Text block:
────────────────
Author: Alex MacLean (AlexMaclean)

Changes

Full diff: https://github.com/llvm/llvm-project/pull/194673.diff

5 Files Affected:

  • (modified) llvm/include/llvm/CodeGen/GlobalISel/CombinerHelper.h (+4)
  • (modified) llvm/include/llvm/Target/GlobalISel/Combine.td (+8-1)
  • (modified) llvm/lib/CodeGen/GlobalISel/CombinerHelper.cpp (+52)
  • (added) llvm/test/CodeGen/AArch64/GlobalISel/combine-srem-by-pow2.mir (+281)
  • (modified) llvm/test/CodeGen/AArch64/srem-vec-crash.ll (+6-17)
diff --git a/llvm/include/llvm/CodeGen/GlobalISel/CombinerHelper.h b/llvm/include/llvm/CodeGen/GlobalISel/CombinerHelper.h
index 97f29015c6911..9d8d44f5b5dde 100644
--- a/llvm/include/llvm/CodeGen/GlobalISel/CombinerHelper.h
+++ b/llvm/include/llvm/CodeGen/GlobalISel/CombinerHelper.h
@@ -752,6 +752,10 @@ class CombinerHelper {
   /// return expressions that implements it by shifting.
   void applyUDivByPow2(MachineInstr &MI) const;
 
+  /// Combine G_SREM x, (+/-2^k) to a bias-and-mask sequence.
+  bool matchAbsPow2(Register Reg) const;
+  void applySimplifySRemByPow2(MachineInstr &MI) const;
+
   // G_UMULH x, (1 << c)) -> x >> (bitwidth - c)
────────────────
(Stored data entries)
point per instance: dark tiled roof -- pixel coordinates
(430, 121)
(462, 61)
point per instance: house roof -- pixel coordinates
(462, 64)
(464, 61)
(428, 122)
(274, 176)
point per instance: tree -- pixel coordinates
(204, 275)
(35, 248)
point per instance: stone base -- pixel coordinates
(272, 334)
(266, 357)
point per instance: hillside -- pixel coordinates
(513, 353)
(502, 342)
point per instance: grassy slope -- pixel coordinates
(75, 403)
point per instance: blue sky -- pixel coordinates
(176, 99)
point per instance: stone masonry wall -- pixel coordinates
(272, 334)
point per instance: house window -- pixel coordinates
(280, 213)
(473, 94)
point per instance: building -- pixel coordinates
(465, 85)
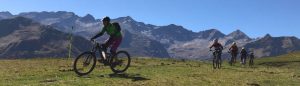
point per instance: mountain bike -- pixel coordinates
(86, 61)
(217, 58)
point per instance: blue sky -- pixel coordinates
(254, 17)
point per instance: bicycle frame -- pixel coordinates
(103, 54)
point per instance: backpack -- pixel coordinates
(117, 26)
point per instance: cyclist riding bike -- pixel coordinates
(244, 55)
(234, 52)
(251, 58)
(218, 48)
(115, 34)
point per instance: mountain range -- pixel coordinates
(140, 39)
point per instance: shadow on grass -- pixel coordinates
(133, 77)
(278, 64)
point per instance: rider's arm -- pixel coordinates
(99, 34)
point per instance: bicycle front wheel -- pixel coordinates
(120, 62)
(84, 63)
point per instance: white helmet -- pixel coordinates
(216, 40)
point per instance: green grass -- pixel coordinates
(282, 70)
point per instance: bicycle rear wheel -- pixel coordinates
(84, 63)
(120, 62)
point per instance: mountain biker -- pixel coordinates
(115, 38)
(233, 51)
(218, 47)
(251, 57)
(243, 55)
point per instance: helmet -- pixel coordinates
(243, 48)
(216, 40)
(106, 18)
(233, 43)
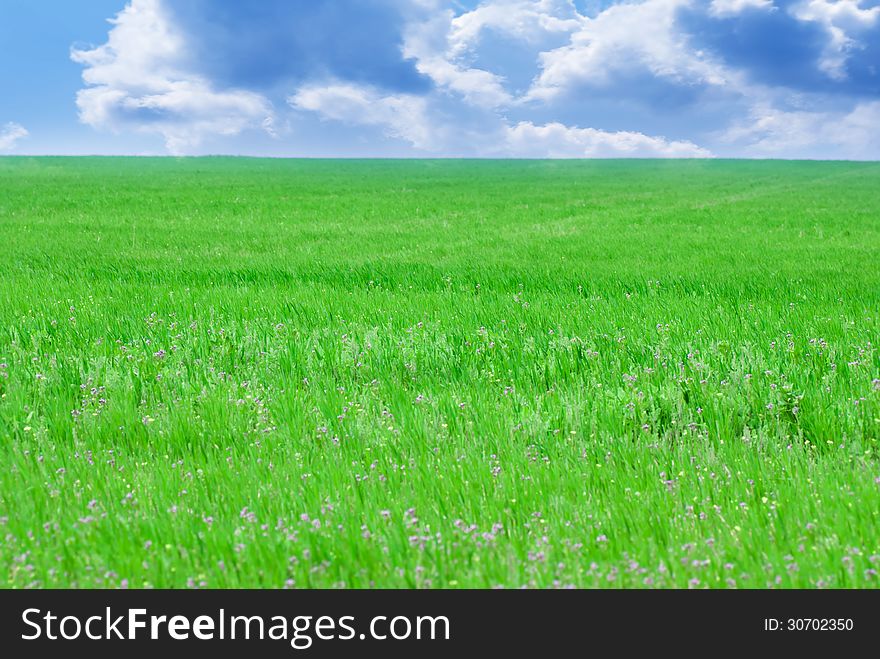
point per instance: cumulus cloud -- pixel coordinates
(499, 77)
(628, 37)
(769, 131)
(730, 7)
(269, 44)
(845, 21)
(402, 116)
(10, 134)
(814, 46)
(556, 140)
(140, 80)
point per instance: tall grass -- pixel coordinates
(232, 372)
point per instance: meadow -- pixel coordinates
(227, 372)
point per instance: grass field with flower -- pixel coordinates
(280, 373)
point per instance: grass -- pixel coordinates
(256, 373)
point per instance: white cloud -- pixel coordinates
(773, 132)
(843, 20)
(625, 37)
(426, 42)
(139, 79)
(402, 116)
(732, 7)
(443, 44)
(528, 20)
(556, 140)
(10, 134)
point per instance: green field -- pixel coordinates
(274, 373)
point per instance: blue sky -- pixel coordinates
(423, 78)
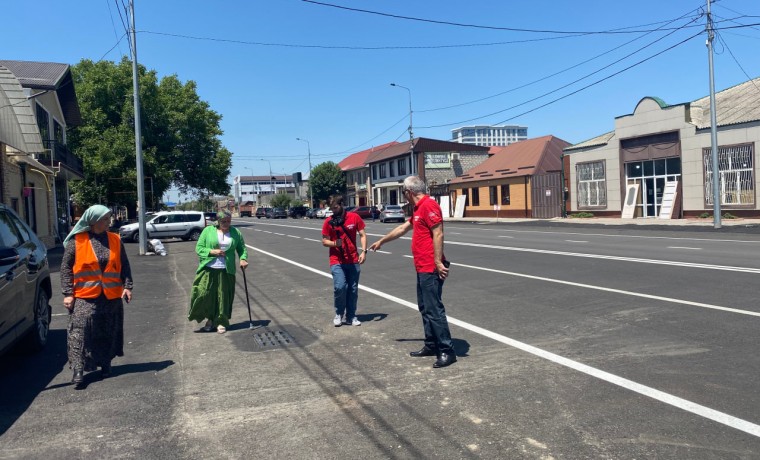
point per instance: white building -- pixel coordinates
(489, 135)
(661, 147)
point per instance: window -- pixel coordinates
(736, 178)
(9, 237)
(505, 194)
(592, 187)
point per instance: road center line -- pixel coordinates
(667, 398)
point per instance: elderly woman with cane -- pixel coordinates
(214, 285)
(95, 277)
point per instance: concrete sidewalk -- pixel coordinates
(609, 221)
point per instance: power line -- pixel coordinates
(559, 72)
(115, 33)
(563, 86)
(601, 80)
(623, 30)
(352, 47)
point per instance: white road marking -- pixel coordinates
(612, 235)
(667, 398)
(578, 254)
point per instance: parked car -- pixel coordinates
(392, 212)
(210, 217)
(298, 212)
(276, 213)
(246, 209)
(25, 287)
(367, 212)
(187, 225)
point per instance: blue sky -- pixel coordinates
(281, 69)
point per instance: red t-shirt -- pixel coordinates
(347, 254)
(427, 214)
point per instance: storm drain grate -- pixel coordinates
(274, 339)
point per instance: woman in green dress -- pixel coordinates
(214, 284)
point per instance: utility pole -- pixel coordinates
(308, 147)
(138, 136)
(713, 123)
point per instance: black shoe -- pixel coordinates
(424, 351)
(78, 377)
(445, 359)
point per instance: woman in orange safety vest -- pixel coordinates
(95, 277)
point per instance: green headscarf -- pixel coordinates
(93, 214)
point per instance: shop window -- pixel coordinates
(592, 186)
(736, 175)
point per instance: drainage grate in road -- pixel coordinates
(273, 339)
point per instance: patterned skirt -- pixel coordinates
(212, 296)
(95, 333)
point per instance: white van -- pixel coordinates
(187, 225)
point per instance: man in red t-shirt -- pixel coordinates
(339, 234)
(432, 270)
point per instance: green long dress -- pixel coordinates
(214, 289)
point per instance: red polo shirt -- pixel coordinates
(427, 214)
(347, 254)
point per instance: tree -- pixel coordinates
(327, 179)
(180, 136)
(280, 200)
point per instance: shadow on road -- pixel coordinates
(23, 376)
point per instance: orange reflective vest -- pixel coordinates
(89, 279)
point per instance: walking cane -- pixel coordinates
(247, 300)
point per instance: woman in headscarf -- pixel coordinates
(95, 277)
(214, 285)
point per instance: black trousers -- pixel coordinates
(434, 323)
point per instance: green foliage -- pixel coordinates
(726, 215)
(280, 200)
(180, 136)
(327, 179)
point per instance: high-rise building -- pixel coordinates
(489, 135)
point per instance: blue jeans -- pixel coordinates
(434, 323)
(346, 288)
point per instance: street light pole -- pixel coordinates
(308, 147)
(241, 183)
(411, 135)
(271, 186)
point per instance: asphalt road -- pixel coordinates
(574, 342)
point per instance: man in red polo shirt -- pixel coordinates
(432, 269)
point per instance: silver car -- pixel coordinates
(392, 212)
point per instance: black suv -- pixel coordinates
(24, 284)
(298, 212)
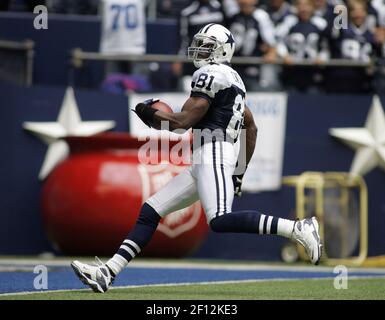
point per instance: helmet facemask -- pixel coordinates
(202, 50)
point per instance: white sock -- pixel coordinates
(117, 263)
(285, 228)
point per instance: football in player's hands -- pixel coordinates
(146, 110)
(162, 106)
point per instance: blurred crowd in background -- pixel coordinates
(291, 32)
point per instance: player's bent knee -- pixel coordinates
(148, 215)
(216, 224)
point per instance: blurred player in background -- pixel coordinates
(217, 112)
(357, 43)
(303, 36)
(254, 37)
(278, 10)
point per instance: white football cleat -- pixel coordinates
(97, 277)
(306, 232)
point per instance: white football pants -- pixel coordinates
(209, 180)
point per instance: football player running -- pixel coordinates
(216, 108)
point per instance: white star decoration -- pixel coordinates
(68, 123)
(369, 142)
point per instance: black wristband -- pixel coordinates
(149, 112)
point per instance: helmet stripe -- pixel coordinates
(208, 27)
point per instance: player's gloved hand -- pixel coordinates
(237, 181)
(145, 112)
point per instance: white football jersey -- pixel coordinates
(123, 27)
(222, 86)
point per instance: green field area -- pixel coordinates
(282, 290)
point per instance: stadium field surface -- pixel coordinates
(197, 280)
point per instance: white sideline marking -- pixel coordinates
(190, 265)
(185, 284)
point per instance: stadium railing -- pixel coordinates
(78, 56)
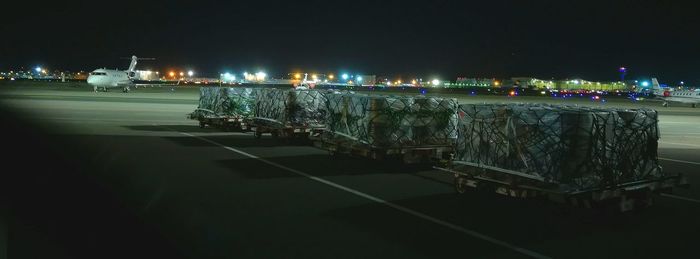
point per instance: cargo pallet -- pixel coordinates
(277, 129)
(408, 154)
(224, 122)
(621, 197)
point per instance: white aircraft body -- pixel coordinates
(111, 78)
(691, 97)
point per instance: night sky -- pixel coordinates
(547, 39)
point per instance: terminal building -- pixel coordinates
(539, 84)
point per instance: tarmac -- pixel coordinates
(115, 175)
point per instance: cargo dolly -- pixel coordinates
(621, 197)
(281, 130)
(224, 122)
(408, 154)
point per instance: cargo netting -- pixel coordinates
(278, 107)
(573, 147)
(389, 121)
(226, 101)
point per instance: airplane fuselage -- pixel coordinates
(107, 78)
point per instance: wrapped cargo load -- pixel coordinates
(227, 101)
(387, 121)
(278, 107)
(574, 147)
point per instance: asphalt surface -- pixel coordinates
(113, 175)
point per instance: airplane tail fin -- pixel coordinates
(655, 86)
(132, 66)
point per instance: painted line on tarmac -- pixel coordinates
(679, 161)
(679, 144)
(680, 197)
(378, 200)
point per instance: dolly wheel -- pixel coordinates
(461, 184)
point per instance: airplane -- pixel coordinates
(668, 95)
(112, 78)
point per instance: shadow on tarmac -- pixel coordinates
(318, 165)
(537, 225)
(59, 209)
(173, 128)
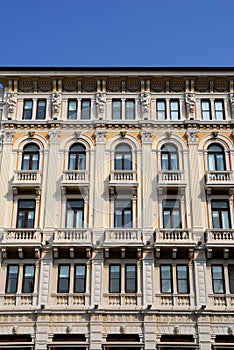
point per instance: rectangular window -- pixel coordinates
(130, 109)
(182, 279)
(161, 110)
(166, 278)
(26, 214)
(75, 214)
(130, 279)
(72, 109)
(41, 109)
(116, 109)
(115, 279)
(80, 279)
(174, 110)
(85, 109)
(63, 278)
(220, 214)
(123, 213)
(27, 112)
(171, 214)
(28, 279)
(12, 278)
(205, 106)
(219, 110)
(217, 278)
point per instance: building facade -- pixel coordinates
(116, 220)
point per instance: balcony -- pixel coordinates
(220, 237)
(122, 237)
(74, 178)
(69, 236)
(27, 179)
(169, 237)
(219, 179)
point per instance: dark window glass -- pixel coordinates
(80, 279)
(12, 278)
(27, 112)
(72, 109)
(205, 105)
(75, 213)
(26, 213)
(216, 158)
(220, 214)
(30, 159)
(161, 109)
(63, 278)
(123, 213)
(41, 109)
(115, 279)
(77, 157)
(123, 157)
(85, 109)
(182, 279)
(130, 279)
(171, 214)
(116, 109)
(169, 157)
(219, 110)
(130, 109)
(166, 278)
(174, 110)
(217, 278)
(28, 279)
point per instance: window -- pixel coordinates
(77, 157)
(28, 279)
(85, 109)
(26, 213)
(220, 214)
(217, 279)
(123, 213)
(27, 112)
(63, 278)
(216, 158)
(219, 110)
(123, 157)
(171, 214)
(130, 271)
(41, 109)
(72, 109)
(30, 159)
(206, 114)
(75, 214)
(116, 109)
(12, 278)
(169, 157)
(130, 109)
(80, 279)
(174, 110)
(161, 109)
(182, 279)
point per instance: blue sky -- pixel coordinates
(117, 33)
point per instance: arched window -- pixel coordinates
(169, 157)
(77, 157)
(123, 157)
(216, 158)
(30, 160)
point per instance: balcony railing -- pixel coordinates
(24, 235)
(123, 235)
(168, 236)
(68, 235)
(220, 236)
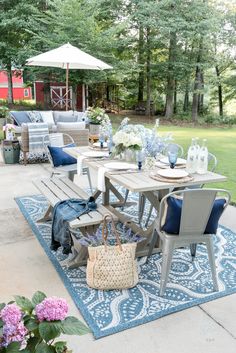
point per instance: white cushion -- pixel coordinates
(81, 116)
(64, 116)
(47, 117)
(71, 126)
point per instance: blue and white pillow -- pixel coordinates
(59, 157)
(35, 116)
(170, 222)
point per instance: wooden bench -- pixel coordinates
(59, 189)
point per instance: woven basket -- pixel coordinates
(112, 267)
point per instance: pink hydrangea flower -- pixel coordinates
(14, 333)
(11, 314)
(51, 309)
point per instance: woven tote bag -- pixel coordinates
(112, 266)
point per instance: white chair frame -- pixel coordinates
(196, 210)
(71, 169)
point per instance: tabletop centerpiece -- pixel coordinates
(126, 143)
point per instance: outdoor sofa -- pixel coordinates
(72, 123)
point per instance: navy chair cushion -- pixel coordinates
(20, 117)
(172, 215)
(59, 157)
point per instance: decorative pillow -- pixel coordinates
(47, 117)
(59, 157)
(35, 117)
(172, 215)
(66, 114)
(81, 116)
(20, 117)
(71, 126)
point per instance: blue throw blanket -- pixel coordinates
(64, 212)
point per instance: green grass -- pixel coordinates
(220, 141)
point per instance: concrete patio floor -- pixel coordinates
(24, 268)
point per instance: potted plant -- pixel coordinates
(96, 117)
(34, 326)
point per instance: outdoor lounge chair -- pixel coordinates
(61, 140)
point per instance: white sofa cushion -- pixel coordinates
(71, 126)
(47, 117)
(63, 116)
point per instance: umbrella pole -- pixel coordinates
(67, 84)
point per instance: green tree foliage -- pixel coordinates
(173, 53)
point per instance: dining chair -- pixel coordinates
(170, 147)
(61, 140)
(188, 217)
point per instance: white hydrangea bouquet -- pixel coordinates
(124, 140)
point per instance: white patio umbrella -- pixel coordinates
(67, 57)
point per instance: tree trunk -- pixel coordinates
(148, 106)
(10, 85)
(220, 95)
(175, 98)
(141, 64)
(201, 96)
(47, 97)
(170, 78)
(186, 98)
(197, 83)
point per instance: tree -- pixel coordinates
(19, 22)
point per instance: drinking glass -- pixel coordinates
(172, 156)
(140, 157)
(101, 139)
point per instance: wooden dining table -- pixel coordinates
(137, 181)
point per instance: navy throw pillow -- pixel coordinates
(59, 157)
(20, 117)
(173, 215)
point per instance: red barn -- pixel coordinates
(58, 96)
(20, 92)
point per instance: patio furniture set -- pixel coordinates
(198, 205)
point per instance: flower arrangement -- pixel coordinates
(31, 326)
(126, 140)
(9, 130)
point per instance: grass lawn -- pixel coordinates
(220, 141)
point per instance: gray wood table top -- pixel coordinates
(140, 181)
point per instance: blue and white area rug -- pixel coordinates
(108, 312)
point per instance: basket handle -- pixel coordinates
(105, 231)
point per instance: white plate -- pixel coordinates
(120, 165)
(179, 161)
(95, 154)
(172, 173)
(97, 144)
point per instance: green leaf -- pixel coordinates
(13, 347)
(50, 329)
(60, 347)
(24, 303)
(38, 297)
(2, 305)
(72, 326)
(32, 342)
(31, 324)
(44, 348)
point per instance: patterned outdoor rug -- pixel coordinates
(108, 312)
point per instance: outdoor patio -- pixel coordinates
(25, 268)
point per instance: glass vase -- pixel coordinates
(130, 156)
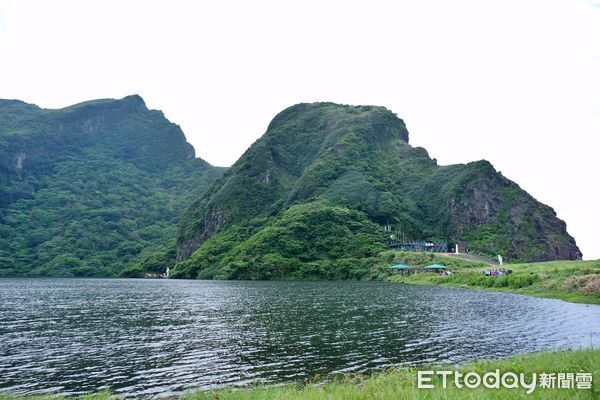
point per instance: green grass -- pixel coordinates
(573, 281)
(402, 383)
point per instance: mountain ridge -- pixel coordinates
(358, 158)
(90, 188)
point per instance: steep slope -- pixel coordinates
(309, 199)
(89, 189)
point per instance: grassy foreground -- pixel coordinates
(402, 383)
(574, 281)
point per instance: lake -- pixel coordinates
(157, 337)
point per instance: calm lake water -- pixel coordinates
(156, 337)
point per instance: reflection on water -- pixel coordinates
(147, 337)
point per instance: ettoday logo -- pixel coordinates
(508, 380)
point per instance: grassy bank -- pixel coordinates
(574, 281)
(402, 383)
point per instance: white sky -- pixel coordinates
(514, 82)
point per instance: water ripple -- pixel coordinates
(149, 338)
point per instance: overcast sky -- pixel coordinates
(514, 82)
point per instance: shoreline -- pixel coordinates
(569, 281)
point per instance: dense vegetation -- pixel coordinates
(402, 383)
(310, 197)
(91, 189)
(575, 281)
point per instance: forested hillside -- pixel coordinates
(311, 196)
(90, 189)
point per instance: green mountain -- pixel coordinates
(309, 200)
(91, 189)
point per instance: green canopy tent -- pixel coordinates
(401, 268)
(435, 267)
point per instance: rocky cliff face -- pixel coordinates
(358, 158)
(88, 190)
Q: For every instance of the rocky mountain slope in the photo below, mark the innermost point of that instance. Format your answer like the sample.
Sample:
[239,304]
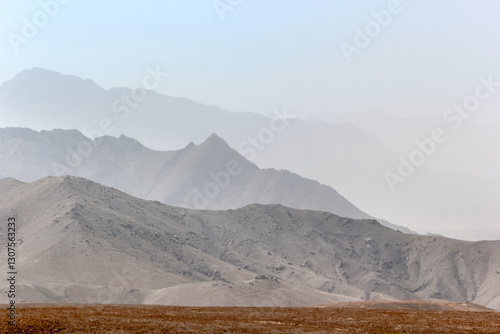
────────────────
Study questions:
A. In the pull request summary, take the passage starting with "Full diff: https://github.com/llvm/llvm-project/pull/194673.diff" and going on through "(modified) llvm/test/CodeGen/AArch64/srem-vec-crash.ll (+6-17)", and write it out with "changed" substituted for "modified".
B. Pick up the pull request summary after its last line and continue it.

Expected responses:
A.
Full diff: https://github.com/llvm/llvm-project/pull/194673.diff

5 Files Affected:

  • (changed) llvm/include/llvm/CodeGen/GlobalISel/CombinerHelper.h (+4)
  • (changed) llvm/include/llvm/Target/GlobalISel/Combine.td (+8-1)
  • (changed) llvm/lib/CodeGen/GlobalISel/CombinerHelper.cpp (+52)
  • (added) llvm/test/CodeGen/AArch64/GlobalISel/combine-srem-by-pow2.mir (+281)
  • (changed) llvm/test/CodeGen/AArch64/srem-vec-crash.ll (+6-17)

B.
   bool matchUMulHToLShr(MachineInstr &MI) const;
   void applyUMulHToLShr(MachineInstr &MI) const;
diff --git a/llvm/include/llvm/Target/GlobalISel/Combine.td b/llvm/include/llvm/Target/GlobalISel/Combine.td
index d4ef5722f44c5..3393769f215c9 100644
--- a/llvm/include/llvm/Target/GlobalISel/Combine.td
+++ b/llvm/include/llvm/Target/GlobalISel/Combine.td
@@ -1338,7 +1338,14 @@ def srem_by_const : GICombineRule<
    [{ return Helper.matchSDivOrSRemByConst(*${root}); }]),
   (apply [{ Helper.applySDivOrSRemByConst(*${root}); }])>;
 
-def intrem_combines : GICombineGroup<[urem_by_const, srem_by_const]>;
+def srem_pow2_to_mask : GICombineRule<
+  (defs root:$root),
+  (match (G_SREM $dst, $x, $y):$root,
+   [{ return Helper.matchAbsPow2(${y}.getReg()); }]),
+  (apply [{ Helper.applySimplifySRemByPow2(*${root}); }])>;
+
+def intrem_combines : GICombineGroup<[srem_pow2_to_mask, urem_by_const,
+                                      srem_by_const]>;
 
 def reassoc_ptradd : GICombineRule<
   (defs root:$root, build_fn_matchinfo:$matchinfo),
diff --git a/llvm/lib/CodeGen/GlobalISel/CombinerHelper.cpp b/llvm/lib/CodeGen/GlobalISel/CombinerHelper.cpp
index 95b7f864c16fd..f2612191aec47 100644
--- a/llvm/lib/CodeGen/GlobalISel/CombinerHelper.cpp
+++ b/llvm/lib/CodeGen/GlobalISel/CombinerHelper.cpp
@@ -6103,6 +6103,58 @@ void CombinerHelper::applyUDivByPow2(MachineInstr &MI) const {
   MI.eraseFromParent();
 }
 
+/// \p Reg is known to be +/- a power of 2.
+bool CombinerHelper::matchAbsPow2(Register Reg) const {
+  // Known bits only work for positive powers of 2.
+  if (isKnownToBeAPowerOfTwo(Reg, MRI, VT))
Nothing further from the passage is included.